[Recorded data]
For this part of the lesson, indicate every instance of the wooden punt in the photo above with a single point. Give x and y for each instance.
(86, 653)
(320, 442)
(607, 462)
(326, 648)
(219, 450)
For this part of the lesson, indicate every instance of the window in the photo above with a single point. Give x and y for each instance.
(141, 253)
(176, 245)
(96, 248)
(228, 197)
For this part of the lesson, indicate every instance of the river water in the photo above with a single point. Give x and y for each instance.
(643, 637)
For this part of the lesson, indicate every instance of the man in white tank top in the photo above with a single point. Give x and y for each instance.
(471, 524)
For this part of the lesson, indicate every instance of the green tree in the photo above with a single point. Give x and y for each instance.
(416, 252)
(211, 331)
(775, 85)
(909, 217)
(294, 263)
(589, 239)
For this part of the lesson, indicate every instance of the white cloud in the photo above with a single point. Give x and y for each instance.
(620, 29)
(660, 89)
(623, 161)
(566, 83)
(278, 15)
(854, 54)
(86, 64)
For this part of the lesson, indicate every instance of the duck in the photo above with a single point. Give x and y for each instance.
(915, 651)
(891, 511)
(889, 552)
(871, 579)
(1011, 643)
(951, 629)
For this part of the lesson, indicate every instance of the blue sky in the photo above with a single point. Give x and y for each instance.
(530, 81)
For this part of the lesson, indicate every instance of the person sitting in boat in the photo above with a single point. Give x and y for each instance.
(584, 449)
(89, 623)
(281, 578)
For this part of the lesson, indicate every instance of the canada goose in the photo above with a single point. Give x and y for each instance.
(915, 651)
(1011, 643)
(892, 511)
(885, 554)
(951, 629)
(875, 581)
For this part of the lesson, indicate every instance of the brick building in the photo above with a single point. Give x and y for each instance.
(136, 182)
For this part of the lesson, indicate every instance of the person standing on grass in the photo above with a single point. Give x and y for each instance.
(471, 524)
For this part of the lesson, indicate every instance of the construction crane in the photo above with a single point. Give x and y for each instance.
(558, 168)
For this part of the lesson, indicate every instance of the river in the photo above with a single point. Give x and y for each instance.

WHAT NEEDS TO BE DONE - Output nothing but the lines from the one with "of the brick" through the last line above, each exactly as it stands.

RESPONSE TO THIS TASK -
For this part of the lesson, indicate every instance of the brick building in the photo above with a single point. Give x and y for each instance.
(136, 182)
For this part of the lesson, indicate every instance of the person standing on grass in the photo above with a single point. Give x and y for each instance.
(471, 524)
For this part of the lesson, indicate every instance of the construction crane in the photo above with a single point. Give x and y for each instance.
(558, 168)
For this part of the lesson, indicate every instance of the river in the photo above with a single point. Give x and y for each instance.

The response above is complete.